═════ PROVIDED DATA

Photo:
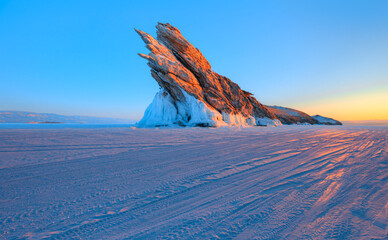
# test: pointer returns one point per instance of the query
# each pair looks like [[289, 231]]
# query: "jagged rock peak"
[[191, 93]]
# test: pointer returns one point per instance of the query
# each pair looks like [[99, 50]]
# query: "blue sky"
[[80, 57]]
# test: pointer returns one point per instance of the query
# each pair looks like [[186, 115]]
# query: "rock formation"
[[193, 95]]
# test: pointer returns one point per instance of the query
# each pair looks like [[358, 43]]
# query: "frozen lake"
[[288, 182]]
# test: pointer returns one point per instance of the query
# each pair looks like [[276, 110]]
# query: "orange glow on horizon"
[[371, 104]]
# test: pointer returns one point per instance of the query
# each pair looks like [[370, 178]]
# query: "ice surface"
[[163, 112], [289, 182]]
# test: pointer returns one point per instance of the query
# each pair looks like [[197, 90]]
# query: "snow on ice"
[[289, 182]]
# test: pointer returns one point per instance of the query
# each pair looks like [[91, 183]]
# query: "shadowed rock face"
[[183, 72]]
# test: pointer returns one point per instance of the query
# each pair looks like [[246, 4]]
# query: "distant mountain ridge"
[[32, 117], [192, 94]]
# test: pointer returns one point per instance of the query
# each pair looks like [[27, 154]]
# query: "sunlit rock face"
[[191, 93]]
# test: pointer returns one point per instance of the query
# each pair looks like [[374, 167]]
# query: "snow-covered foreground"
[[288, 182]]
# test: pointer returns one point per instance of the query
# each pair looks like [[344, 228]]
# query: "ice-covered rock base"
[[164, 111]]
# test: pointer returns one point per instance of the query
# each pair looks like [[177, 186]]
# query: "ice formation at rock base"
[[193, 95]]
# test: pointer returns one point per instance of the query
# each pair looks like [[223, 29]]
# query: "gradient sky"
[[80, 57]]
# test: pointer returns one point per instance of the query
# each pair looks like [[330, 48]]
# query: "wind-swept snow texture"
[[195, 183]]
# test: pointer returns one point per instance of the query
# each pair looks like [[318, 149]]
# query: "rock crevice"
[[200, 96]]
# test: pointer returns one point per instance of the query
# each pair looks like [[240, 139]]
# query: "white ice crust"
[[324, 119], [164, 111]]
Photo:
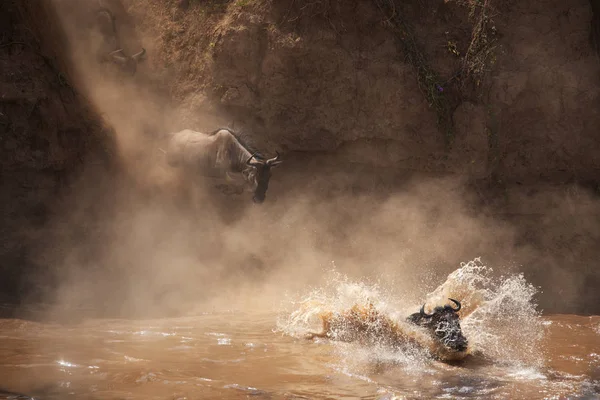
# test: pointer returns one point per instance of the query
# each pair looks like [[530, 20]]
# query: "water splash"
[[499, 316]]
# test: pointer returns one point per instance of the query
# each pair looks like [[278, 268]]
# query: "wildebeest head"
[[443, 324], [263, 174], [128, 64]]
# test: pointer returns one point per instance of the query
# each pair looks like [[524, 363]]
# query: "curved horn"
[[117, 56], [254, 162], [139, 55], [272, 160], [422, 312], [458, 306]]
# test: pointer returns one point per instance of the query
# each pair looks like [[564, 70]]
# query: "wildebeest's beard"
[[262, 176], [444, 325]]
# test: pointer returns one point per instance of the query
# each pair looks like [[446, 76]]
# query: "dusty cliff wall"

══════════
═════ PROVIDED DATA

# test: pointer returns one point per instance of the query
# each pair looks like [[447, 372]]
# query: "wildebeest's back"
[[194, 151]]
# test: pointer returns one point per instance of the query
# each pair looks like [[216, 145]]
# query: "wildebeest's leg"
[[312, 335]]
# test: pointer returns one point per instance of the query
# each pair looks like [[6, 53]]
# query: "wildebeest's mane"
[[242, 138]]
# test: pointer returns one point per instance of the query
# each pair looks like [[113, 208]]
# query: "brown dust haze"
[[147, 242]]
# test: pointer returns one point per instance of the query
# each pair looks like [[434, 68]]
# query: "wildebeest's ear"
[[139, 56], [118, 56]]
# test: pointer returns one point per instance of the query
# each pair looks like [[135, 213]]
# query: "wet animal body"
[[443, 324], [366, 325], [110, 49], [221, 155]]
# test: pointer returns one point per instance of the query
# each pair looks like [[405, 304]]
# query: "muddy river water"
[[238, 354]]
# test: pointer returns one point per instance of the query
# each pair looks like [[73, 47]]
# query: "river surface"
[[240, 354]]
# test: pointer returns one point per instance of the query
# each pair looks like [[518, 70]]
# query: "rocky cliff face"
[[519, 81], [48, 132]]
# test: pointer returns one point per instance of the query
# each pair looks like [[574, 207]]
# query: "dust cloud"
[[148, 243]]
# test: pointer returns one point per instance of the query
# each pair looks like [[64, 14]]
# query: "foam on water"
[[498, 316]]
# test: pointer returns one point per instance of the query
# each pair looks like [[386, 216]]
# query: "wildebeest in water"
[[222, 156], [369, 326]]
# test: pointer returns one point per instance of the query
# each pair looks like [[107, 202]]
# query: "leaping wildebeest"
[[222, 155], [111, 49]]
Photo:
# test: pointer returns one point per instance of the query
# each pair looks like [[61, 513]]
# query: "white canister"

══════════

TASK DESCRIPTION –
Tally the lines in the rows above that contain the string "covered", counting only matches with the same letter case. Reply with the number alone.

ANSWER BELOW –
2